*** Opening of Document section ***

We aimed to investigate changes in retinal vascular geometry over time after panretinal photocoagulation (PRP) in patients with proliferative diabetic retinopathy (PDR).

Methods

Thirty‐seven eyes with PDR were included. Wide‐field fluorescein angiography (Optomap, Optos PLC., Dunfermline, Scotland, UK) was used to diagnose PDR at baseline and to assess activity at follow‐up month three and six. At each time‐point, a trained grader measured retinal vessel geometry on optic disc (OD) centred images using semiautomated software (SIVA, Singapore I Vessel Assessment, National University of Singapore, Singapore) according to a standardized protocol.

*** Close of Document section ***
*** Opening of Information given ***

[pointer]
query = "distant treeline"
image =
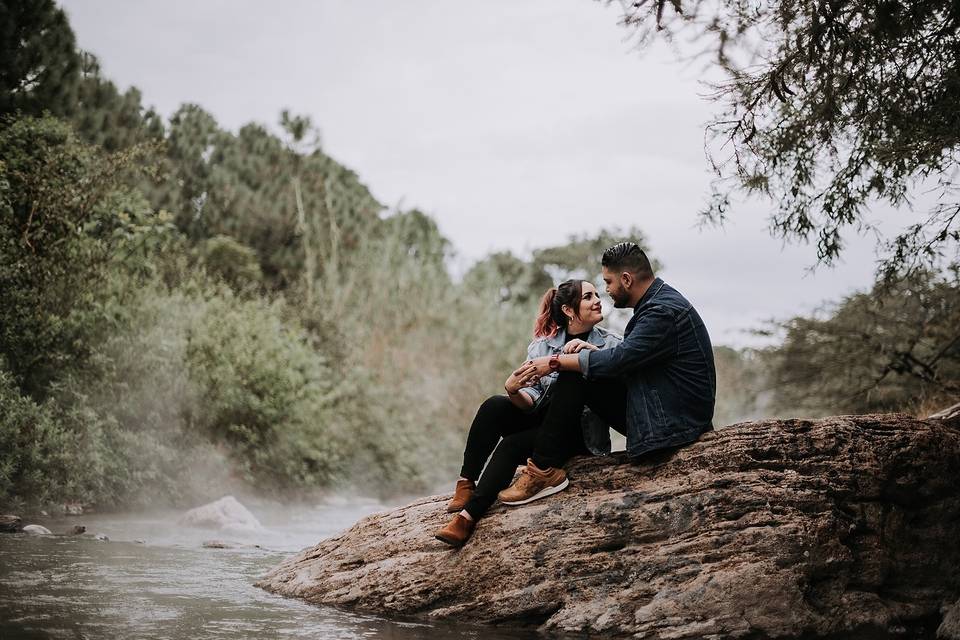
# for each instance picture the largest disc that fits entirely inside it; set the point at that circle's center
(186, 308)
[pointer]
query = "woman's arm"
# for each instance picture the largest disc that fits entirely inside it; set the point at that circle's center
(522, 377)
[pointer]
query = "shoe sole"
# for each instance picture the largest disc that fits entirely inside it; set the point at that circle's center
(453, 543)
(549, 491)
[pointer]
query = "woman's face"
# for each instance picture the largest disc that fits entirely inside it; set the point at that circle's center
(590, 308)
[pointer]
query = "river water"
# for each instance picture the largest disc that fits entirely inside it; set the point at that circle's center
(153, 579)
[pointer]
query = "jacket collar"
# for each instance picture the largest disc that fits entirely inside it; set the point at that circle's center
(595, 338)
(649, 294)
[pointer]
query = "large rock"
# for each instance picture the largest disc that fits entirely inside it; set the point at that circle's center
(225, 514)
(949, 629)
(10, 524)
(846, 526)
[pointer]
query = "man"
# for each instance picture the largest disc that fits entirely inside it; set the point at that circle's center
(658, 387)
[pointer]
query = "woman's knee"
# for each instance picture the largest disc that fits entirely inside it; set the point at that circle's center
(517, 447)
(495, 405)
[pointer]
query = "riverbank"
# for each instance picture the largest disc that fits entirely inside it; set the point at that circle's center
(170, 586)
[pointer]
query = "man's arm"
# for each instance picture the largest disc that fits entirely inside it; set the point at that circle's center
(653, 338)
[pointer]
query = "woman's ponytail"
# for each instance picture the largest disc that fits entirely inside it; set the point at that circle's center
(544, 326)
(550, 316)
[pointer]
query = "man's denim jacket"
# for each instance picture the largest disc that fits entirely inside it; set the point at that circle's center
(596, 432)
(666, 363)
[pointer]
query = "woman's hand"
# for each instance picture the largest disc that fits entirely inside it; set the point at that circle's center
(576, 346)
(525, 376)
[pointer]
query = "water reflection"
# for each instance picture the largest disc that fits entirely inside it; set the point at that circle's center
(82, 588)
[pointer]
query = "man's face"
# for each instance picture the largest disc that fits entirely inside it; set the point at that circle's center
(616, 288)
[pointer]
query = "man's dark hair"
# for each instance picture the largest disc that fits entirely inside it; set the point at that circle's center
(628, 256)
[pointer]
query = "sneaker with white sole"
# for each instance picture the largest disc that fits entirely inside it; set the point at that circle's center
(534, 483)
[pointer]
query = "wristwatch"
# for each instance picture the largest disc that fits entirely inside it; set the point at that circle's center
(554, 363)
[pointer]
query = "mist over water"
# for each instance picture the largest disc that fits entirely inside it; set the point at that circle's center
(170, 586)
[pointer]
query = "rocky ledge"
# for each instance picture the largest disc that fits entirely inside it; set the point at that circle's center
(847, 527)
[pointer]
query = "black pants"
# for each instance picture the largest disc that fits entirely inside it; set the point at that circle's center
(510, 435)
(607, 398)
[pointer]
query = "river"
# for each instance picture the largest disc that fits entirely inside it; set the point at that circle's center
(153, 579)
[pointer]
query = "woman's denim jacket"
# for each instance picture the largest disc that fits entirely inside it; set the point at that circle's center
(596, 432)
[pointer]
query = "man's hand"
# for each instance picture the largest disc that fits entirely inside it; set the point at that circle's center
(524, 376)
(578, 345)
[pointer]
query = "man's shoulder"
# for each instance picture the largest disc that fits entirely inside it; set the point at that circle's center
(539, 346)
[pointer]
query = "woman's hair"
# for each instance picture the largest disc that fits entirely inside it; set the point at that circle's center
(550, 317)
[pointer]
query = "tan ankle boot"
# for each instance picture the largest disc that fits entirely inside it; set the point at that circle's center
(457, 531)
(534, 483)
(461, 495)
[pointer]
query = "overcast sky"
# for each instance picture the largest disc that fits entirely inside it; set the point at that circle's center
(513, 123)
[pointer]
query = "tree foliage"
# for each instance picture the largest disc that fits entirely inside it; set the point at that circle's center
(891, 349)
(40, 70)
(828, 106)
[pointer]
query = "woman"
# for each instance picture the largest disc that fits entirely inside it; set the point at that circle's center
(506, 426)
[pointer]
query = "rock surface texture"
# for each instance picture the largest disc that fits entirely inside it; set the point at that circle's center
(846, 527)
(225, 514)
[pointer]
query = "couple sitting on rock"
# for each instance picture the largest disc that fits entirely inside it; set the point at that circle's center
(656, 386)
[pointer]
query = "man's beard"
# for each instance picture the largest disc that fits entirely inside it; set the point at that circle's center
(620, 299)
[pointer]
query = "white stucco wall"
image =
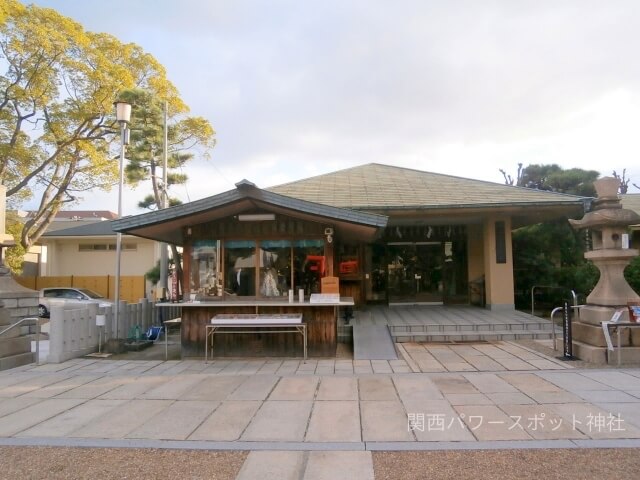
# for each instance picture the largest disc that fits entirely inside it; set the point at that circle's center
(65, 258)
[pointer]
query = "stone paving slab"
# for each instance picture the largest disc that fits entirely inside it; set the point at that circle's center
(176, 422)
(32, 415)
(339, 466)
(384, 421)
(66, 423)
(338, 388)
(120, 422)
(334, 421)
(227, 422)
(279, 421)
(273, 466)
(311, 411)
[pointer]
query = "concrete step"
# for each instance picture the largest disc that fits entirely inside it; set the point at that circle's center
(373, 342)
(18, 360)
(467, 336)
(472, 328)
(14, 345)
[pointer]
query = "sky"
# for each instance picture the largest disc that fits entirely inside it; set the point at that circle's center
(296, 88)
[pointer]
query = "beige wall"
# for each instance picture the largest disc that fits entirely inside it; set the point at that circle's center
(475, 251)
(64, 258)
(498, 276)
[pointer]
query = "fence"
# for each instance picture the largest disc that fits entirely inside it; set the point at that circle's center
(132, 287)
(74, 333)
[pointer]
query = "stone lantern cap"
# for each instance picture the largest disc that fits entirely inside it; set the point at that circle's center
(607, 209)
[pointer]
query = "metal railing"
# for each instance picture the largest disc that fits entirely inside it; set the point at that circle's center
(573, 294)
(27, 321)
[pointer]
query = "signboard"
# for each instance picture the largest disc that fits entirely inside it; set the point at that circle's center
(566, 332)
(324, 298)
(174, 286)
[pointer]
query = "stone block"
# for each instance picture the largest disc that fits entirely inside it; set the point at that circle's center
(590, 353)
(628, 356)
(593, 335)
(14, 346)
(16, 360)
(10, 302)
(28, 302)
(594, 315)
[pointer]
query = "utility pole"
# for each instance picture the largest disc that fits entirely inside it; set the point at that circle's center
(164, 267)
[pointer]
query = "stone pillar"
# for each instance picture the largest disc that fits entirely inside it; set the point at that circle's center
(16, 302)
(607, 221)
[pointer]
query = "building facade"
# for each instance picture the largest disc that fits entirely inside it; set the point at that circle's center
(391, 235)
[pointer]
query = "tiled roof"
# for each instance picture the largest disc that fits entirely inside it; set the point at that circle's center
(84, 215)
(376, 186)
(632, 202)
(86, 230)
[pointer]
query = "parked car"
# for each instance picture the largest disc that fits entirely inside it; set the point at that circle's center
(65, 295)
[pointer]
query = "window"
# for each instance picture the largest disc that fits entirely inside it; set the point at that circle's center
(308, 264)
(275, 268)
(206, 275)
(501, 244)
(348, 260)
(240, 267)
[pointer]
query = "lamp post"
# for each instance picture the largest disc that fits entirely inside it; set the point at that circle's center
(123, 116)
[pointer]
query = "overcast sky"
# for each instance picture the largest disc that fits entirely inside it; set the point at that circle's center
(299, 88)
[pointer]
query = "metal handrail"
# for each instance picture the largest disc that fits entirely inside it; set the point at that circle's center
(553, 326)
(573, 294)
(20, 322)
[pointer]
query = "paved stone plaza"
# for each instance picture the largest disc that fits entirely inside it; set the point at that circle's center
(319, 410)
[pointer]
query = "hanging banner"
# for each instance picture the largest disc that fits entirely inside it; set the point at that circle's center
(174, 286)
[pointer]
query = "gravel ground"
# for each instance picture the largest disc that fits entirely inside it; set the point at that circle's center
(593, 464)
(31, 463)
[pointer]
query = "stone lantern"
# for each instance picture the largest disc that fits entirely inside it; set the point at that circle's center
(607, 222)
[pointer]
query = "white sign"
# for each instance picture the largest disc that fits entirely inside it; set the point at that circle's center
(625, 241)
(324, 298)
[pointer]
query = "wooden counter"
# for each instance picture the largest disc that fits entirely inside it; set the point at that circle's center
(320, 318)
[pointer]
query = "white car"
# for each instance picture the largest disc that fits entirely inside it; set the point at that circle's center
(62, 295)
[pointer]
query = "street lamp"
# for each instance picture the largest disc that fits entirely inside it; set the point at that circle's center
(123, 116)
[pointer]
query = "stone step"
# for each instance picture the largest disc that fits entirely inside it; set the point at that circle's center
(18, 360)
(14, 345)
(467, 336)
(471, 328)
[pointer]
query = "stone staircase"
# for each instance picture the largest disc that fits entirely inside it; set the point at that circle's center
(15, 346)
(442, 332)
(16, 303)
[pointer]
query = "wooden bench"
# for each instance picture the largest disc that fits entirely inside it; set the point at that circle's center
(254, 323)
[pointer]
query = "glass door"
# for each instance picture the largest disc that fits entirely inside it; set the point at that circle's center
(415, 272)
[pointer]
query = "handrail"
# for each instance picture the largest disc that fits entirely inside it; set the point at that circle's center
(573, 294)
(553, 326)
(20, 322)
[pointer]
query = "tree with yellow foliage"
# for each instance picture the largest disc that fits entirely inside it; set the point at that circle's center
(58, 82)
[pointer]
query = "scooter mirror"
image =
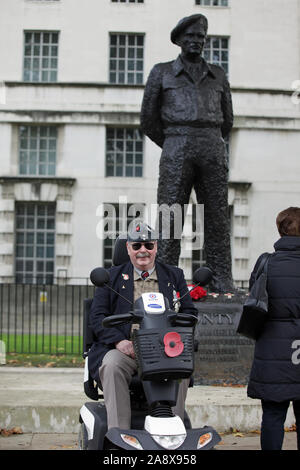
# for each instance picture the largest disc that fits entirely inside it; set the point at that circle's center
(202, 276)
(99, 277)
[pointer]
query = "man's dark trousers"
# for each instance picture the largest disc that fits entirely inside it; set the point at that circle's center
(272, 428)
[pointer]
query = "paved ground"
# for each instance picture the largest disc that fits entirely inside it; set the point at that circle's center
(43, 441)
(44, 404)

*** Close of Information given ***
*** Opening of Information given ***

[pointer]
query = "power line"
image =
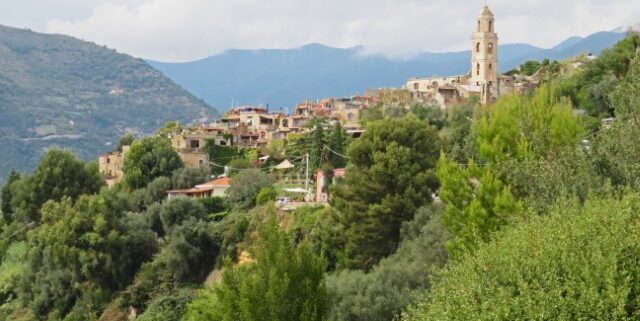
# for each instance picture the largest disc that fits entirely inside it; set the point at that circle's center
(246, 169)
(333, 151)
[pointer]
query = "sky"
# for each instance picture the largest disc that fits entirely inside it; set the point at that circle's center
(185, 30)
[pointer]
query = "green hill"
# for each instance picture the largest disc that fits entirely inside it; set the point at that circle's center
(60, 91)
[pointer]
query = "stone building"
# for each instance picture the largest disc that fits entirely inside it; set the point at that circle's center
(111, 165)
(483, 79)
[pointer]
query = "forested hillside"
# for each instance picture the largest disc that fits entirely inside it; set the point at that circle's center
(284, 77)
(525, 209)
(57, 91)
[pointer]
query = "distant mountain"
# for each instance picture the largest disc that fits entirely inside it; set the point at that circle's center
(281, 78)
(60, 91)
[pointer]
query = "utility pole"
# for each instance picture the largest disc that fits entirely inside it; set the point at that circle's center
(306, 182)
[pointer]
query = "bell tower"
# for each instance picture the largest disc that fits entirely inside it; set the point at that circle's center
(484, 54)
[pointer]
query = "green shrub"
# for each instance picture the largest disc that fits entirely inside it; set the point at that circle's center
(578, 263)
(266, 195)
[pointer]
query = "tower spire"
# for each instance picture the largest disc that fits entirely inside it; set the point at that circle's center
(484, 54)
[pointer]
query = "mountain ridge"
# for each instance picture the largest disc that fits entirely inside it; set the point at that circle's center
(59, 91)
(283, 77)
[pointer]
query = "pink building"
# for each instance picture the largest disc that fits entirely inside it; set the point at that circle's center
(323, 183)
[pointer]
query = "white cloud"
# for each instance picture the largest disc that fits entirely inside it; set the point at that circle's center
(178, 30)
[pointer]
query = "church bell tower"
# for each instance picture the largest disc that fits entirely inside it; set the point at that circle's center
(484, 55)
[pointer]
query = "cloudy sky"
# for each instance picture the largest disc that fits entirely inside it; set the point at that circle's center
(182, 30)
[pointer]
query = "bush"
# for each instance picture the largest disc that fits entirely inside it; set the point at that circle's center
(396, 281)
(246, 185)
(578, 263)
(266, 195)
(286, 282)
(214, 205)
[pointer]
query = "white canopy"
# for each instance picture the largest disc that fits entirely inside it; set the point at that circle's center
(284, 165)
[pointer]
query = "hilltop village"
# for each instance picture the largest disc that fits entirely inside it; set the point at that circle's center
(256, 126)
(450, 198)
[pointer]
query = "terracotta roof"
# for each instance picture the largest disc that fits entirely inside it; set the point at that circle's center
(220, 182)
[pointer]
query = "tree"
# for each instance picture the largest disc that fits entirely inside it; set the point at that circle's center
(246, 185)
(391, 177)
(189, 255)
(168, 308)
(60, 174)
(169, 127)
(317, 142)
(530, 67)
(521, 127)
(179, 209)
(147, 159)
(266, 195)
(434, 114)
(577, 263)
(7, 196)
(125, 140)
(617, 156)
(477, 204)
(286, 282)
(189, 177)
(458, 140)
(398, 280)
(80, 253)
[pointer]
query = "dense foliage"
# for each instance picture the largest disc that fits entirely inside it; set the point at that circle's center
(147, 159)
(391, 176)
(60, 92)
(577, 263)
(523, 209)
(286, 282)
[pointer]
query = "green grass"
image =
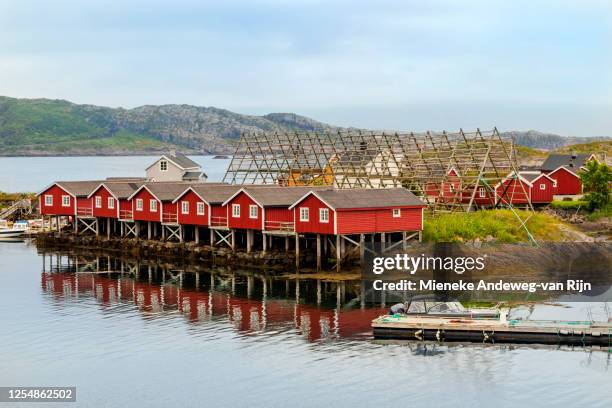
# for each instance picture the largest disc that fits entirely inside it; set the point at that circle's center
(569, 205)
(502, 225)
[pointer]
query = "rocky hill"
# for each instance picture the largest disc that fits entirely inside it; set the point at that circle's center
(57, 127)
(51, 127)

*** Close of Information given ***
*** Opening of Information given ***

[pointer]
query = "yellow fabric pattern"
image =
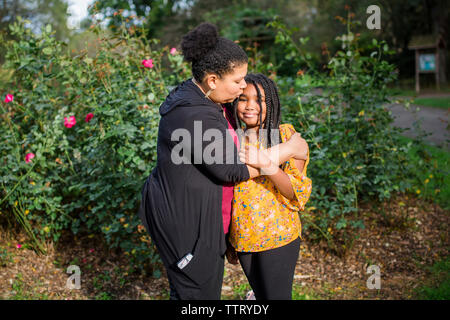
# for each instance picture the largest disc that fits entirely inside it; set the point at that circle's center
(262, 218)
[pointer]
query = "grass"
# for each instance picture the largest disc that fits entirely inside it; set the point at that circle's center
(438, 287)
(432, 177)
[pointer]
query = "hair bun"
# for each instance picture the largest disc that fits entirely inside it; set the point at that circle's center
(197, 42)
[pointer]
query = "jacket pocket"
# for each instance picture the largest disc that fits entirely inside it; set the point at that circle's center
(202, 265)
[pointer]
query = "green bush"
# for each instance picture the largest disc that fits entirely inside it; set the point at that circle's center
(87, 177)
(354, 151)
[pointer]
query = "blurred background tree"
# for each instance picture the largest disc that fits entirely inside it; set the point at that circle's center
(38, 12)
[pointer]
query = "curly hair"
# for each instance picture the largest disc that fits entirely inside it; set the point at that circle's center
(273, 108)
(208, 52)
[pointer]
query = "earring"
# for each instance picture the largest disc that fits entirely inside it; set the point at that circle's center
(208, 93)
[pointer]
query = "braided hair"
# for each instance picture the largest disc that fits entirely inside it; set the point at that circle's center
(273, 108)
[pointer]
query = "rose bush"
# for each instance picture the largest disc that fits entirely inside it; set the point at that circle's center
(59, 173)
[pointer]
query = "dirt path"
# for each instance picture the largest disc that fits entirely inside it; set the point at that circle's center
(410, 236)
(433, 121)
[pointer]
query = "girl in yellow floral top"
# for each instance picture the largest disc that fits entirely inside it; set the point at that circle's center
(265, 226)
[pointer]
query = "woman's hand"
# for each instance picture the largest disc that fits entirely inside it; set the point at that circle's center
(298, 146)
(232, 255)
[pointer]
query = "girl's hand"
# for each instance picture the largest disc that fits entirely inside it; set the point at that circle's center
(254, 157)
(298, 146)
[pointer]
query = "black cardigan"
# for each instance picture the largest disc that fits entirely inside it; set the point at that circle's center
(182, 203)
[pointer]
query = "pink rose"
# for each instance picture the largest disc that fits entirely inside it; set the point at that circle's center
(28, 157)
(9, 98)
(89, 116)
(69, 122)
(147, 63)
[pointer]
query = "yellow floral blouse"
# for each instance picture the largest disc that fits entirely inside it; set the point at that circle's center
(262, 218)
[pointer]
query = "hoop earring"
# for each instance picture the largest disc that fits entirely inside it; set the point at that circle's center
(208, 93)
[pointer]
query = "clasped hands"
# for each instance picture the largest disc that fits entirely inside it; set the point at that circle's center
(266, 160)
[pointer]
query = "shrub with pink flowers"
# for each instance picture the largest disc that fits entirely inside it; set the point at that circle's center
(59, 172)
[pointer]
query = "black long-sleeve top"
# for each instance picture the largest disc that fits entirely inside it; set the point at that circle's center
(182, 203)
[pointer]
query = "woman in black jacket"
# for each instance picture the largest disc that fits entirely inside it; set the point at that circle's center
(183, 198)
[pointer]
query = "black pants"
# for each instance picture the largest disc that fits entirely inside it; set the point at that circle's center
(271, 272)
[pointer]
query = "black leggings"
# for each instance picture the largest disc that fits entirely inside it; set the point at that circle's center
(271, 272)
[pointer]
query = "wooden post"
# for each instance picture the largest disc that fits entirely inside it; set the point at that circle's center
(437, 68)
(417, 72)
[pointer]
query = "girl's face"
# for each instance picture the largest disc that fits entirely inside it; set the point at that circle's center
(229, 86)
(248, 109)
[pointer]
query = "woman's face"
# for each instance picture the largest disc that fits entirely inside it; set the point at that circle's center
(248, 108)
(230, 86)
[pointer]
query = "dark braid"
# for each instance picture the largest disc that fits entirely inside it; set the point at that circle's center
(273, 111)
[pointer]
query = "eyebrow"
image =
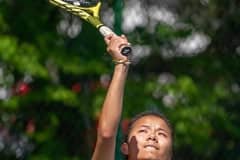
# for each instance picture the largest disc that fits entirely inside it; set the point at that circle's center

*** Close of Information given ***

In the passage on retinal vessel changes after laser treatment, reproduce everything from "We aimed to" down to "diabetic retinopathy (PDR).", changing "patients" to "individuals". You can set the data aside, since none of it is needed here.

Answer box:
We aimed to investigate changes in retinal vascular geometry over time after panretinal photocoagulation (PRP) in individuals with proliferative diabetic retinopathy (PDR).